§ What is required: Could you copy all of the data below word for word, leaving the pictures out of your answer?

Point annotation data:

>>>>

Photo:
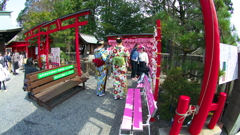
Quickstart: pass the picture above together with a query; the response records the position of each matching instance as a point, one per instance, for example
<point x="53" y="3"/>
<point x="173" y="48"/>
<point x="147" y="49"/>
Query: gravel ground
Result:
<point x="82" y="114"/>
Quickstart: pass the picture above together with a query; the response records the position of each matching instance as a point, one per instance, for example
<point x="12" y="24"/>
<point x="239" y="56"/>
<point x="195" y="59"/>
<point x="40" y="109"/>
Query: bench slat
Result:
<point x="34" y="74"/>
<point x="137" y="117"/>
<point x="127" y="116"/>
<point x="49" y="94"/>
<point x="40" y="88"/>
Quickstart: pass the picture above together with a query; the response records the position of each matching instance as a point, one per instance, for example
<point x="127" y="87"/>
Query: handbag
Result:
<point x="119" y="61"/>
<point x="98" y="62"/>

<<<<

§ Written solution:
Photo:
Quickstart: pass the picture above together with a query; the response records the position of each matching instance as a point, one per instance, for example
<point x="53" y="3"/>
<point x="173" y="48"/>
<point x="147" y="49"/>
Query: gravel ground
Result:
<point x="82" y="114"/>
Quickstart: pass the picture above together with a query; the response records the position of each matching instance as a point, one per instance, for example
<point x="12" y="24"/>
<point x="239" y="56"/>
<point x="195" y="59"/>
<point x="40" y="109"/>
Query: bench slat
Result:
<point x="34" y="74"/>
<point x="137" y="117"/>
<point x="127" y="116"/>
<point x="49" y="94"/>
<point x="40" y="88"/>
Quickstart: pass the picture above together with a query; the response records the position of each matching instance as a point, one per instance, for example
<point x="127" y="87"/>
Query: handbag
Result:
<point x="119" y="61"/>
<point x="98" y="62"/>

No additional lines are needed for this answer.